> What to produce
In the listing, reproduce only the lines starting at the one containing "yellow shirt in" and ending at the one containing "187), (231, 170)]", with every "congestion log" changed to "traffic survey" and all other text left as is.

> Extracted entries

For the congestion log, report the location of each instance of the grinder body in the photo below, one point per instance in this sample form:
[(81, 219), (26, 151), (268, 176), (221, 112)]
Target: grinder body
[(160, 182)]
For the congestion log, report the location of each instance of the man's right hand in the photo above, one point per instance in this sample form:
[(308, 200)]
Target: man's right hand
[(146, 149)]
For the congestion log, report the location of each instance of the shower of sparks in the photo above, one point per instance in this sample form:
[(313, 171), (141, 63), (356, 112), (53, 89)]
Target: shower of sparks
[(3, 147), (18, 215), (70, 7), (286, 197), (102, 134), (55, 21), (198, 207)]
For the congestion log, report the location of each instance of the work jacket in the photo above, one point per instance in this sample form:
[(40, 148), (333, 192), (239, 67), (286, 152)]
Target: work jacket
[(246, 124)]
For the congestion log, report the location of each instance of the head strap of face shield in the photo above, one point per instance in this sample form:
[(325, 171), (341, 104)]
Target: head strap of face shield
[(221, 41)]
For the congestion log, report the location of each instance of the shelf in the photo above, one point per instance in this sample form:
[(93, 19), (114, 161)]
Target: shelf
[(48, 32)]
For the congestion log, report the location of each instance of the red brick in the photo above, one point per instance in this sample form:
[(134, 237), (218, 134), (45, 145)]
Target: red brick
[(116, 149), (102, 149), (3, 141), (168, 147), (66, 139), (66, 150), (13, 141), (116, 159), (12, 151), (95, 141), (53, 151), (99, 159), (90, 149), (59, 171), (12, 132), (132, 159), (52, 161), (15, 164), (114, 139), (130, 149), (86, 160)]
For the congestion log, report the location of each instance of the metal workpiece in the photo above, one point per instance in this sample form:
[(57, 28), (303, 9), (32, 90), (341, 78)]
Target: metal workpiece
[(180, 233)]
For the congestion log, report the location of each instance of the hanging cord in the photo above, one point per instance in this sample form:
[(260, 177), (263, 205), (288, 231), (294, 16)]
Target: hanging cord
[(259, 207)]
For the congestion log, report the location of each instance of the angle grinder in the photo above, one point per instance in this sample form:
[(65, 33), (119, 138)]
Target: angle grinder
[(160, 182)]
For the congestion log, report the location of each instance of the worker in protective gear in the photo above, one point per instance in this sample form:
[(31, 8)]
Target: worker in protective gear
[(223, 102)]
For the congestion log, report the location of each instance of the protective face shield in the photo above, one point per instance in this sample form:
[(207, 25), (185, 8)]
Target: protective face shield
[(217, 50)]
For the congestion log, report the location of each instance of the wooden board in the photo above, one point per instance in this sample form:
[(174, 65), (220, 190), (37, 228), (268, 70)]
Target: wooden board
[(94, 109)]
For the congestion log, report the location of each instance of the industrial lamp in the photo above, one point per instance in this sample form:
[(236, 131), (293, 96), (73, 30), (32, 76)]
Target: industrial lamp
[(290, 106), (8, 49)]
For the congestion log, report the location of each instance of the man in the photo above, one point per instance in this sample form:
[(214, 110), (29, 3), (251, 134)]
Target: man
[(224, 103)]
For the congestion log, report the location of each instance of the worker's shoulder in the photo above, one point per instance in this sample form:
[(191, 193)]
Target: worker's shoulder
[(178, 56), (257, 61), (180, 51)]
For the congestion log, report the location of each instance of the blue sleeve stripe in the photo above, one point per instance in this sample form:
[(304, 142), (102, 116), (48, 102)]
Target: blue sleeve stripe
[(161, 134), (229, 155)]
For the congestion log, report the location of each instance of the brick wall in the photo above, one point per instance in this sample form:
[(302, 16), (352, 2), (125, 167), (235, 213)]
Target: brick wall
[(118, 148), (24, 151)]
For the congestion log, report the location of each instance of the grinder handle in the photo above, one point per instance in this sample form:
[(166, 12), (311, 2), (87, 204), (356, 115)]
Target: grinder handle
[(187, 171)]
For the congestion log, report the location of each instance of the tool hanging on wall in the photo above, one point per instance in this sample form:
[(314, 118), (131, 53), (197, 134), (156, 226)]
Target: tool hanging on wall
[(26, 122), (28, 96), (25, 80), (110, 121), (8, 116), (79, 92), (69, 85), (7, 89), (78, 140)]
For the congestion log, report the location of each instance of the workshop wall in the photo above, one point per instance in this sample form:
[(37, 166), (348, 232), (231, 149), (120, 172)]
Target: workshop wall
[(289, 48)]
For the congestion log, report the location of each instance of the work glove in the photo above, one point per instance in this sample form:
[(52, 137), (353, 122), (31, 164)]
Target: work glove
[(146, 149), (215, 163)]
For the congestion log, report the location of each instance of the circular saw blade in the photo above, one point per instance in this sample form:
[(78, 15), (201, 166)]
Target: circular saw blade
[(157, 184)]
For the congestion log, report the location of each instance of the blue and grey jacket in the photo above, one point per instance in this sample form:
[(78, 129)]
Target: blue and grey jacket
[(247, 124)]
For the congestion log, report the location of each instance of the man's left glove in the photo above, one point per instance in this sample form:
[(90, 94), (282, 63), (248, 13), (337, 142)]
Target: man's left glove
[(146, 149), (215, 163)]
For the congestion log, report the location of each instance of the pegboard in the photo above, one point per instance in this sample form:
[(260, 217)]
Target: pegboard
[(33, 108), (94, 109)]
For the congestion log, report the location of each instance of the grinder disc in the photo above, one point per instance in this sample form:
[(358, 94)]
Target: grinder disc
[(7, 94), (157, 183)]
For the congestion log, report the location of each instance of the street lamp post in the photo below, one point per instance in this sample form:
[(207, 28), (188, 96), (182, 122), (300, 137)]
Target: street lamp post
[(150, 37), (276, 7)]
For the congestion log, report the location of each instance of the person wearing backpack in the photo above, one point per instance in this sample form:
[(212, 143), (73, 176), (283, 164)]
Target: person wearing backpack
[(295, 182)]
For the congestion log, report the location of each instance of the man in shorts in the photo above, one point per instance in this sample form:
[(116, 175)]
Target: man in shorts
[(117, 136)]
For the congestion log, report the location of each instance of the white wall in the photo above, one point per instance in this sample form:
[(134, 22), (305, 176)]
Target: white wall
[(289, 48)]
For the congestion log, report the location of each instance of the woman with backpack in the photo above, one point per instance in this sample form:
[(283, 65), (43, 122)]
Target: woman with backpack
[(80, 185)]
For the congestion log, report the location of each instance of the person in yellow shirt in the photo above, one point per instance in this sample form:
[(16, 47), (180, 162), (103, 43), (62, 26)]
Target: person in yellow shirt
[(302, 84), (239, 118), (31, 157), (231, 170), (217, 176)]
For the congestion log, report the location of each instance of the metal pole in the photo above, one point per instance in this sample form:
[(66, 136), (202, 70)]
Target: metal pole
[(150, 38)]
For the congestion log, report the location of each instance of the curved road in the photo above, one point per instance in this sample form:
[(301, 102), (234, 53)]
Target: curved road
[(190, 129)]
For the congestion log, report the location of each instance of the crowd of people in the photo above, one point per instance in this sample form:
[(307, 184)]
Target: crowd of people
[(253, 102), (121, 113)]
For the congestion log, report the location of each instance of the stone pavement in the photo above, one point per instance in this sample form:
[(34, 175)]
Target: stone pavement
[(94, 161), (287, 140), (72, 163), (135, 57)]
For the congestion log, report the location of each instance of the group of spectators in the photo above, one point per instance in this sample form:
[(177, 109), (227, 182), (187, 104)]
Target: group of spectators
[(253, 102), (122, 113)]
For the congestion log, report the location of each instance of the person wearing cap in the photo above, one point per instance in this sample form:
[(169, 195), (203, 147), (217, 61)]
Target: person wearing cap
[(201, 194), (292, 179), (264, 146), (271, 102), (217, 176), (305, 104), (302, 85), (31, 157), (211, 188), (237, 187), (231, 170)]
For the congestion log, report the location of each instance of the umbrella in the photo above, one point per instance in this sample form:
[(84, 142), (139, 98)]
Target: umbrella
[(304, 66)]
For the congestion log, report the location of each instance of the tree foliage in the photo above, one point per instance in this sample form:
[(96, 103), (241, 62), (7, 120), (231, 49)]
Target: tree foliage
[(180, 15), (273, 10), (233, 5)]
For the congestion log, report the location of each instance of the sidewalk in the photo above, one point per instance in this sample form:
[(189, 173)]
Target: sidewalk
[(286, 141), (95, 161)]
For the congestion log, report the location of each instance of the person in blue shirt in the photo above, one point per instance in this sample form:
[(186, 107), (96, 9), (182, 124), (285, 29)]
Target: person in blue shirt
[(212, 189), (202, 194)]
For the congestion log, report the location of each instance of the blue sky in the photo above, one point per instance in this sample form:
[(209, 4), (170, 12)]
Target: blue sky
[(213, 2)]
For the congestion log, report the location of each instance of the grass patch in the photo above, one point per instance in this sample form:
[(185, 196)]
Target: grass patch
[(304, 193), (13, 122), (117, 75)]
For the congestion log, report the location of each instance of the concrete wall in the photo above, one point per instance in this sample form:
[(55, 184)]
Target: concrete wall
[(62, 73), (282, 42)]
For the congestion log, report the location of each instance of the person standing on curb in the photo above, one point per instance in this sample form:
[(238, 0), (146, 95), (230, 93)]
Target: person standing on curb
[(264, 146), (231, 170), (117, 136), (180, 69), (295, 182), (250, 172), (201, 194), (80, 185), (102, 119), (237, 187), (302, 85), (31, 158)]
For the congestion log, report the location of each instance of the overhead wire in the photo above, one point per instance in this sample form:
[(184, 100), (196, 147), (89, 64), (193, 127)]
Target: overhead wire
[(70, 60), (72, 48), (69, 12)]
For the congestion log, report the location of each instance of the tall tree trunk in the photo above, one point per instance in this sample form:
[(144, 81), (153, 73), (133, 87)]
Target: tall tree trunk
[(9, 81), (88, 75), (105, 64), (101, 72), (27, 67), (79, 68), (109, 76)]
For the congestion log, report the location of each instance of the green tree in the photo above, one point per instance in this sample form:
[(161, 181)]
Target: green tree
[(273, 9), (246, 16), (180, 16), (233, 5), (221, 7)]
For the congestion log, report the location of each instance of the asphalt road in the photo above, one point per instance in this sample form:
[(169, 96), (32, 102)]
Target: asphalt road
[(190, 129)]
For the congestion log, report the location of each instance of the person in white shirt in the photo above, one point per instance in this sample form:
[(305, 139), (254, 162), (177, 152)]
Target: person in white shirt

> Result of the exercise
For the traffic survey, report the location of each instance of the person in yellow shirt in the photo above, one point per instance in this sample form:
[(16, 47), (180, 162), (103, 43), (62, 26)]
Target: person in yellow shirt
[(302, 84), (239, 118), (31, 157), (231, 170), (217, 176)]
For the traffic survey, report the location of each instance of the metal pole in the photo above, one point per instance in this sample form:
[(66, 136), (202, 70)]
Target: metal pole
[(150, 38)]
For the traffic survey, report the location of each instance of the curved road in the photo above, one point per instance in this sample form:
[(301, 102), (234, 53)]
Target: curved road
[(190, 129)]
For the traffic survey, report the location of each instance of the crowd of people in the photo above, one point per instance in this sample form:
[(307, 184)]
Target: crowd of people
[(253, 102), (121, 113)]
For the traffic survey, report the location of each instance of the stone pavement in the photo above, one point per instance in this sample form:
[(34, 175)]
Target: stone pavement
[(94, 161), (287, 140), (72, 163), (135, 57)]
For the traffic survey, report the location of each instance of the group of spectators in the photo above, one point per instance in this sample form:
[(177, 109), (227, 182), (187, 104)]
Target: group of spectators
[(253, 102), (122, 113)]
For the traffic survey, report the location of each instance of the person wearing cap in the photo above, one point per instance in this sample form:
[(169, 195), (203, 147), (217, 61)]
Target: person wearing cap
[(201, 194), (292, 179), (264, 146), (271, 102), (217, 176), (305, 104), (302, 85), (31, 157), (211, 188), (237, 187), (231, 170)]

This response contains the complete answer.